Soal Aqidah pada ‘Corona’ (Bag.2, Habis)

Karena yang dominan, masih penanganan ala medical sains, yang tentu bersandar dari rasionalitas belaka. Ini fakta bahwa ‘perbuatan manusia’ dan ‘perbuatan Tuhan’ masih dibedakan. Padahal dunia, seperti dijelaskan Shaykh Abdalqadir as sufi, merupakan bagian dari mekanika quantum-nya Allah Subhanahuwayaala. Nalar manusia membuatnya terbagi, menjadi perbuatan buruk dan perbuatan baik, dan asal usulnya.

Inilah yang menggejala masa modernitas. Nietszche menggambarkan ini sebagai nihilisme. Dalam perspektif kekuasaan, ini fase manusia yang dipimpin oleh kaum perusak. Polybios menggambarkannya sebagai fase okhlokrasi. Bukan lagi demokrasi. Martin Heidegger, filosof abad 20, telah menjabarkan, “Filsafat tak bisa dijadikan sandaran menentukan Kebenaran.”

Sementara, sistem dunia kini masih bersandarkan pada warisan filsafat modernitas. Termasuk dalam segala hal. Apalagi urusan menangani virus, yang dianggap berasal dari ‘perbuatan manusia’ belaka. Rasionalitas menjadi acuan satu-satunya. Statement WHO maupun lembaga-lembaga dunia, hanya mengacu pada angka-angka, bukti empiris, yang bersandarkan pada materislisme.

Ini yang mendominasi dunia. Dan manusia seantero dunia, wajib ‘taqlid’ padanya. Tanpa boleh membantah. Karena ‘state –hasil karya kreasi filsafat kekuasaan–, yang menstempel untuk mewajibkan manusia harus percaya. Tentu sembari menebarkan ‘ketakutan’ dan kekhawatiran. Dan bankir, tetap bekerja di balik ‘ketakutan’ dunia. Mereka terus memproduksi angka-angka, alat tukar yang wajib diikuti dunia. Tak perduli virus, yang dianggap wabah dunia. Inilah nihilisme, sebagaimana digambarkan Nietszche.

Dari sini, kaum ‘ahlul Sunnah waljamaah’, harus cermat dalam melihat. Karena berlepas dari paham ‘jabariyya’ atau ‘qadariyya’. Bahwa ini semua perbuatan Allah Subhanahuwataala. Sebagaimana pula maksud dan tujuannya. Karena Allah Subhanahuwataala berfirman:

وَاللَّهُ خَلَقَكُمْ وَمَا تَعْمَلُونَ
“Padahal Allah lah yang menciptakan kamu dan apa yang kamu perbuat itu.” (Qs. Ash Shaaffat: 96)

Sepenuhnya merupakan perbuatan Allah Subhanahuwataala semata. Perbuatan baik dan perbuatan buruk. Tak ada dualisme. Tapi bukan menjadi ‘jabbariyya’ yang bak ‘kapas yang tertiup angin’. Melainkan dengan ikhtiar, kemampuan untuk berusaha. Dan Allah Subhanahuwataala yang menentukan.
____________________
Tuliskan ulang dengan persis bagian teks yang diawali kata-kata "Karena yang dominan, masih" dan diakhiri dengan "dan asal usulnya.". Baris-baris berikutnya adalah bahan terpisah yang tidak berkaitan dengan teks.

- **DATA LATIHAN**:
____________________
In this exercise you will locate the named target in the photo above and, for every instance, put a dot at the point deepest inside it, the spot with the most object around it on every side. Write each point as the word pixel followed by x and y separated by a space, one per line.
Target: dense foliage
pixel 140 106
____________________
- **JAWABAN TUGAS**:
Karena yang dominan, masih penanganan ala medical sains, yang tentu bersandar dari rasionalitas belaka. Ini fakta bahwa ‘perbuatan manusia’ dan ‘perbuatan Tuhan’ masih dibedakan. Padahal dunia, seperti dijelaskan Shaykh Abdalqadir as sufi, merupakan bagian dari mekanika quantum-nya Allah Subhanahuwayaala. Nalar manusia membuatnya terbagi, menjadi perbuatan buruk dan perbuatan baik, dan asal usulnya.